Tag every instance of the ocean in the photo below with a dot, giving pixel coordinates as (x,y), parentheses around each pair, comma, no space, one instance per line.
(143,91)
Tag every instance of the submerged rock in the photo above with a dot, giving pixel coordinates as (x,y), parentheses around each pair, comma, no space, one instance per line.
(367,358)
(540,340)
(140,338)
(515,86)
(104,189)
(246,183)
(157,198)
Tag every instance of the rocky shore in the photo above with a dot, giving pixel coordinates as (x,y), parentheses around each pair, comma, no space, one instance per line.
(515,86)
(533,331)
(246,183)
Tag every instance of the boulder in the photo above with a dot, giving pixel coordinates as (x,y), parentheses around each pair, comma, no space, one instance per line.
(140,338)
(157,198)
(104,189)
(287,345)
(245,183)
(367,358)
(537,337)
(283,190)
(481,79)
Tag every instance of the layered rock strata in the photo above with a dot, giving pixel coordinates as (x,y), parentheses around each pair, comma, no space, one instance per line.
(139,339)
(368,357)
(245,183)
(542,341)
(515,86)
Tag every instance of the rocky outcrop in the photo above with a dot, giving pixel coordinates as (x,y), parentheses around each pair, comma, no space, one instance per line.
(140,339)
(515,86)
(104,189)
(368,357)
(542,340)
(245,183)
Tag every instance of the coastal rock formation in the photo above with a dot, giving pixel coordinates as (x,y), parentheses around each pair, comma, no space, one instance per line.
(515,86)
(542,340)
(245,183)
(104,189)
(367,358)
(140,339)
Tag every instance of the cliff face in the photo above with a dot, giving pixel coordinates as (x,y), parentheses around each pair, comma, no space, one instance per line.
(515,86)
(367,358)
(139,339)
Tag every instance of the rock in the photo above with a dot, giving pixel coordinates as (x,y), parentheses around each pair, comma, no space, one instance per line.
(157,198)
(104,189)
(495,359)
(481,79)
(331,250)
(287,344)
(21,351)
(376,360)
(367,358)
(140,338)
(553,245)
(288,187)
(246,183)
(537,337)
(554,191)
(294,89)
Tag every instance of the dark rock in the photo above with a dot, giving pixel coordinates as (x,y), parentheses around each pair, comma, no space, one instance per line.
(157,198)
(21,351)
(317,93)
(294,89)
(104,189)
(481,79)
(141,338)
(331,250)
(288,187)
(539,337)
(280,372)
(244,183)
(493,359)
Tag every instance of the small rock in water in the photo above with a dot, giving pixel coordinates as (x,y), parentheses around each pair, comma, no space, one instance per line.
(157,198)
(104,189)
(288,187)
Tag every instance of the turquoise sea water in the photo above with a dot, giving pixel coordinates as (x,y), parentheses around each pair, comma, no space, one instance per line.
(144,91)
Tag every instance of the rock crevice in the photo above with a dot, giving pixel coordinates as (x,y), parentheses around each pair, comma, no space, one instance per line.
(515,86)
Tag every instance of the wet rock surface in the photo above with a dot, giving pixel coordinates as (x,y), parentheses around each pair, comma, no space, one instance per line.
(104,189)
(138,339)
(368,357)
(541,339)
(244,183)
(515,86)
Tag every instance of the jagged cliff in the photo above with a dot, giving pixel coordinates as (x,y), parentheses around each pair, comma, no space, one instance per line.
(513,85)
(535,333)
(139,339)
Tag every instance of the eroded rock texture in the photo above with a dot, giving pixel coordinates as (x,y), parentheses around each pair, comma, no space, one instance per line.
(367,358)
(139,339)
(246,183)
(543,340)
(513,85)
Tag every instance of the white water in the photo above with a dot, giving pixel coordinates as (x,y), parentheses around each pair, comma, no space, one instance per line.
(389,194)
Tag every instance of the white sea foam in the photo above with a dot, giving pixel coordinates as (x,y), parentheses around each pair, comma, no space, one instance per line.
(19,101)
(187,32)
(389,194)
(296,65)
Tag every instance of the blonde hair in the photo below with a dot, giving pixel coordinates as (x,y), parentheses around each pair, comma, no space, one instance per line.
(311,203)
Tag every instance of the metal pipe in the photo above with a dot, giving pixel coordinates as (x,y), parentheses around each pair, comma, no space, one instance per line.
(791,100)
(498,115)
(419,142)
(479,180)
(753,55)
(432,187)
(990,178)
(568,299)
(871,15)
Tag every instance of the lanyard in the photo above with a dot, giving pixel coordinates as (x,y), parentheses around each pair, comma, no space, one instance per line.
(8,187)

......

* Task to carry out
Convert the records above into a two-column CSV headed text and answer, with one row per record. Put each record's text and its answer each in its own quoted field, replacing any line breaks with spaces.

* Exercise answer
text,answer
"Tag every instance of the ocean in the photo below with a dot, giving pixel coordinates as (x,y), parentheses around each pair, comma, no space, one instance per line.","(143,91)"
"Tag every instance of the submerged rock in the photo above with a dot, giving pixel coordinates as (x,y), parentheses around each pair, comma, no space, one instance per line.","(367,358) (540,340) (140,338) (515,86) (104,189) (246,183) (157,198)"
"Tag every instance of the rocky shore in the photo above with a dot, giving pixel coordinates as (x,y), parentheses around each pair, comma, no space, one instance per line.","(515,86) (533,331) (246,183)"
"Tag every instance of the boulder in the photo above with a dot, giving pixel coordinates as (x,y), parentheses around each pair, comma, no space, one instance per line.","(140,338) (157,198) (104,189) (287,345) (245,183) (367,358) (537,337) (283,190) (481,79)"
"Tag every instance of the layered rock strata in the photo above with a dot, giving pixel coordinates as (x,y), parentheses around each pair, comma, no space, one instance per line.","(139,339) (368,357) (245,183) (542,341) (515,86)"
"Tag every instance of the rocky outcrop in the photo above with a dot, giving pixel coordinates as (x,y), parentheses around each pair, comma, no space, one instance per line.","(140,339) (515,86) (104,189) (368,357) (542,340) (245,183)"
"Tag every instance of the coastal rock formation in the photo above with a dot, giving pixel coordinates as (x,y), parentheses around each pair, comma, no space, one instance per line.","(515,86) (542,340) (245,183) (104,189) (367,358) (140,339)"
"Tag every instance of the cliff face in the photo above with a dot, giving pixel coordinates as (x,y), parentheses around each pair, comma, no space, one instance per line.","(515,86) (367,358) (139,339)"
"Tag every instance of the rock in the photo above with a dot, giving pixel coordinates as (x,y), parentheses around each pair, comma, no space, one instance per line.","(157,198) (104,189) (495,359) (481,79) (331,250) (287,344) (21,351) (376,360) (367,358) (140,338) (553,245) (288,187) (246,183) (537,337) (554,191) (294,89)"
"Tag every instance of the dark rock in the photo above with a dot, giving pixel coordinates as (x,y), parentheses around each pair, comma, no space, one instance per line.","(157,198) (21,351) (317,93) (294,89) (104,189) (481,79) (141,338) (331,250) (288,187) (539,337) (280,372) (244,183) (493,359)"
"Tag every instance of the small rock in water in the photo above with a dot, giving pixel coordinates as (x,y), parentheses around each pair, comma, no space, one instance per line.","(157,198) (104,189) (288,187)"
"Tag every instance of the turquoise sea water in the photo above with a dot, giving pixel coordinates as (x,y), parentheses around each pair, comma, no space, one instance per line.","(144,91)"
"Tag every instance of the rock crevice in the photo above with a dot, giving pixel coordinates as (x,y), parentheses around each pair, comma, no space, one instance per line.","(515,86)"
"Tag every instance of the wet rock surface in the photo above with a dot, giving pixel coordinates as (x,y), parentheses around each pair, comma, no space, one instance per line.","(104,189) (138,339) (368,357) (541,339) (244,183) (515,86)"
"Tag every instance of the jagged cliff in the photo above with a dot, giving pixel coordinates as (x,y), parentheses around each pair, comma, no space, one instance per line.","(513,85) (535,333) (139,339)"
"Tag every instance of the eroded rock texture in the photo above with a dot, giving pixel coordinates as (x,y), parentheses around each pair, comma, no space, one instance per line.","(367,358) (139,339) (246,183) (543,340) (513,85)"
"Tag every instance of the white water in the photo above with a dot, giving pixel coordinates as (x,y), parentheses around each pair, comma, no space, one instance per line.","(389,194)"
"Tag every instance of the white sea foam in the photo above with a dot, giving pixel coordinates as (x,y), parentheses around each pair, comma, no space, one instance per line.","(19,101) (187,32) (389,194) (296,65)"
"Tag every instance of the blonde hair in the photo below with a dot, giving pixel coordinates as (x,y), parentheses around each pair, comma, no space, one instance per line.","(311,203)"
"Tag every instance of the metal pipe in the photo above with a dot, giving pixel coordinates as (x,y), parentheses around each pair, comma, no space, one instance per line.","(791,100) (498,115) (419,142) (479,180) (753,55) (432,187) (990,178) (568,299) (871,15)"
"Tag every instance of the lanyard in the photo above with a dot, giving pixel coordinates as (x,y), parentheses around each pair, comma, no space, one instance per line.","(8,187)"